Transfer Functions & First-Order Systems

This chapter of the University of Melbourne CHEN90032 Process Simulation and Control guide builds the transfer function G(s) = Y(s)/U(s) on deviation variables, the series and parallel rules for combining blocks, and the first-order model K/(τs+1) at the heart of process dynamics. You will learn what the steady-state gain K and time constant τ each mean (with units), the step, impulse and ramp responses, the 63.2% rule, and how an empirical step test identifies K and τ from real plant data — the workflow behind the lab practical and the exam's dynamics question.

In this chapter

What this chapter covers

  • 01Define a transfer function G(s) = Y(s)/U(s) on deviation variables, with zero initial conditions
  • 02Combine blocks: series (cascade) transfer functions multiply; parallel paths add
  • 03Recognise and write the first-order model K/(τs+1) and its single pole at s = −1/τ
  • 04Interpret the steady-state gain K (Δy_ss/Δu, with units and sign) versus the time constant τ (units of time)
  • 05Derive and use the step, impulse and ramp responses of a first-order system
  • 06Apply the 63.2% rule: a step reaches 63.2% of its final change in one time constant
  • 07Read the standard fractions 63.2% (τ), 86.5% (2τ), 95.0% (3τ), 99.3% (5τ)

» **RECORDS SUPPLIED**:
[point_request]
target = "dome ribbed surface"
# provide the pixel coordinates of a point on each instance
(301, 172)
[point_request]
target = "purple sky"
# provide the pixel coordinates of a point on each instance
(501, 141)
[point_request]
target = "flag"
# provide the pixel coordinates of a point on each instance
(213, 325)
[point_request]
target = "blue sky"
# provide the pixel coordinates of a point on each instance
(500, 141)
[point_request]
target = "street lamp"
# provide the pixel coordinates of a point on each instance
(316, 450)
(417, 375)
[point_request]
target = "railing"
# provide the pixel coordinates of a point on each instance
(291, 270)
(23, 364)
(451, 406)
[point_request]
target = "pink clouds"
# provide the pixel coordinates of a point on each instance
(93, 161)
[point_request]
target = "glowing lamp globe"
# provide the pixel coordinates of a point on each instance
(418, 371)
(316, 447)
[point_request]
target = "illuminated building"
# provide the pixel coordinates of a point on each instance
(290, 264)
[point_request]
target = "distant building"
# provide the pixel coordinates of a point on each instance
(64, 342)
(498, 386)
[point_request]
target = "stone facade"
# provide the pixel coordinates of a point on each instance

» **TASKS FOR THIS EXERCISE**:
1 – Write out everything in the transfer functions text from "This chapter of" down to "exam's dynamics question.".
2 – Reproduce every one of the entries with "street lamp" switched to "lamppost", leaving all else unchanged.
The transfer functions text and the entries are unrelated sources.

» **PER-TASK ANSWERS**:
1 –
This chapter of the University of Melbourne CHEN90032 Process Simulation and Control guide builds the transfer function G(s) = Y(s)/U(s) on deviation variables, the series and parallel rules for combining blocks, and the first-order model K/(τs+1) at the heart of process dynamics. You will learn what the steady-state gain K and time constant τ each mean (with units), the step, impulse and ramp responses, the 63.2% rule, and how an empirical step test identifies K and τ from real plant data — the workflow behind the lab practical and the exam's dynamics question.

2 –
[point_request]
target = "dome ribbed surface"
# provide the pixel coordinates of a point on each instance
(301, 172)
[point_request]
target = "purple sky"
# provide the pixel coordinates of a point on each instance
(501, 141)
[point_request]
target = "flag"
# provide the pixel coordinates of a point on each instance
(213, 325)
[point_request]
target = "blue sky"
# provide the pixel coordinates of a point on each instance
(500, 141)
[point_request]
target = "lamppost"
# provide the pixel coordinates of a point on each instance
(316, 450)
(417, 375)
[point_request]
target = "railing"
# provide the pixel coordinates of a point on each instance
(291, 270)
(23, 364)
(451, 406)
[point_request]
target = "pink clouds"
# provide the pixel coordinates of a point on each instance
(93, 161)
[point_request]
target = "glowing lamp globe"
# provide the pixel coordinates of a point on each instance
(418, 371)
(316, 447)
[point_request]
target = "illuminated building"
# provide the pixel coordinates of a point on each instance
(290, 264)
[point_request]
target = "distant building"
# provide the pixel coordinates of a point on each instance
(64, 342)
(498, 386)
[point_request]
target = "stone facade"
# provide the pixel coordinates of a point on each instance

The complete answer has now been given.